Germain made many substantial contributions to mathematics in her lifetime. Her work on elasticity and the theorems she developed helped build the Eiffel Tower. She was also the first person in 200 years to make progress on Fermat’s Last Theorem, and her work was vital to Andrew Wiles’ proof of the theorem in the late 20th century.

Sophie Germain was an exceptional mathematician, only more so because of what she overcame to study the subject. Her work is honoured today in many forms, with her development of Sophie Germain primes recognised in the field of number theory. However, her name is not mentioned nearly enough, considering the scope of her dedication and improvement to mathematics as a whole.

Born in Madras, India, Srinivasa Ramanujan (1887-1920) had next to no formal training in pure mathematics yet became well-known for his contributions to number theory, infinite series, mathematical analysis, and continued fractions.

He compiled almost 4000 results across his life, primarily equations and identities, many of which had never been seen before and included the Ramanujan prime, the Ramanujan theta function, and many more which opened previously unexplored areas of study.

He became only the second Indian member and one of the youngest Fellows of the Royal Society, as well as the first Indian to be elected a Fellow of Trinity College Cambridge.

In an era when customs typically barred women from education altogether, Wang Zhenyi ( 1768–1797) became an accomplished mathematician and scholar and published her book “The Simple Principles of Calculations” at only 24 years old.

● **Work to complete**:
1. According to the text on mathematicians, how many results did Srinivasa Ramanujan compile across his life?
2. Carry on the text on mathematicians, starting right after its last sentence.
The rows have nothing to do with the text on mathematicians.

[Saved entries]

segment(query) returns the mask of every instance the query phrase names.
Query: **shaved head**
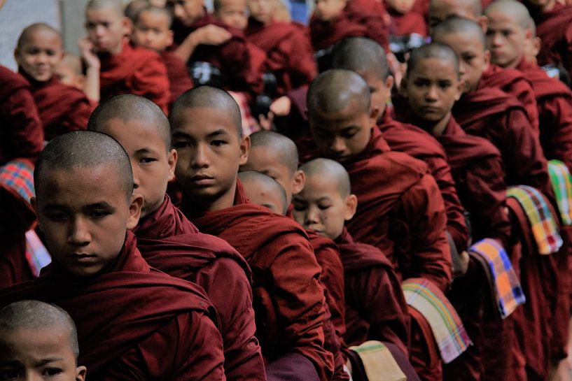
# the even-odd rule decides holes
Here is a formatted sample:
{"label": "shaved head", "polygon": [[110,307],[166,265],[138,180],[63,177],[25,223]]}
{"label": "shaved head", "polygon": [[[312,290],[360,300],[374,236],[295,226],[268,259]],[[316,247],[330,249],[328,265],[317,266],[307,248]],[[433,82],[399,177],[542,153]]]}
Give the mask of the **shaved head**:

● **Per-task outputs**:
1. Almost 4000.

2.
Wang was born to a family of scholars who supported her learning, and with their help she taught herself astronomy, geography, medicine and maths, before deciding to focus on the latter. Conducting experiments in her home, Wang sought to find formulae and theorems to explain the lunar cycle, and became a highly-respected teacher in both maths and science. It was in her role as educator that she revised the works of mathematicians she had learnt from herself – simplifying many of their proofs in the process- and compiled her book.

Alongside mathematics, Wang Zhenyi made significant contributions to astronomy and literature, with her poems gaining her as much fame as her mathematics achievements.

Image credit: https://www.geograph.org.uk/photo/6863833

## Diverse Mathematics

Fibonacci was a famous Italian mathematician, known for the Fibonacci sequence (0, 1, 1, 2, 3, 5, 8, 13, etc.). He studied in North Africa, and it’s highly likely that he discovered the Fibonacci sequence there. Evidence exists showing the use of the Fibonacci sequence in the construction of the Temple of Karnak, Egypt. The sequence was also used in patterning Kente cloth, in Ghana. There is also early existence of this sequence in Sanskrit poetry, found by examining how different kinds of poems can be made with long and short vowels. This work can be traced as far back as 200/300 BC.

The Fibonacci sequence is very closely linked with the Golden Ratio, a dividing property where a square divides into smaller and smaller squares, and the lengths of all the smaller squares add up to be the same length as the original square.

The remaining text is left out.